*To be done:* Please retype each of the records below line for line, with no changes.

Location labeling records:

============================================================

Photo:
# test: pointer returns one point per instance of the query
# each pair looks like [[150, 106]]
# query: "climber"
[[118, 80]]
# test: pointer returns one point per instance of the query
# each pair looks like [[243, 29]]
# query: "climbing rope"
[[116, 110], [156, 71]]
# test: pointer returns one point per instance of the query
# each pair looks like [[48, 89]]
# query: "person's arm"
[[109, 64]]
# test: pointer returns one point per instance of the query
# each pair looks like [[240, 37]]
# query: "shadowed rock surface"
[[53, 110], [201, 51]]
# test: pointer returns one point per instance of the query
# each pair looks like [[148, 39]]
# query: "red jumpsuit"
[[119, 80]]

============================================================

*Full solution:*
Photo:
# test: pointer returns one point per instance of the query
# each pair looks like [[150, 106]]
# query: "climber"
[[118, 80]]
# test: pointer returns one point per instance of the query
# each pair looks like [[243, 29]]
# query: "climbing rope"
[[116, 110], [156, 71]]
# test: pointer returns one point per instance of the query
# each pair looks like [[48, 89]]
# query: "person's arm"
[[109, 64]]
# test: pointer returns one point per instance of the query
# each pair looks like [[240, 37]]
# query: "shadowed rock surface"
[[53, 110], [201, 51]]
# test: pointer returns one point per instance of the query
# each pair looks like [[148, 39]]
# query: "red jumpsuit"
[[119, 80]]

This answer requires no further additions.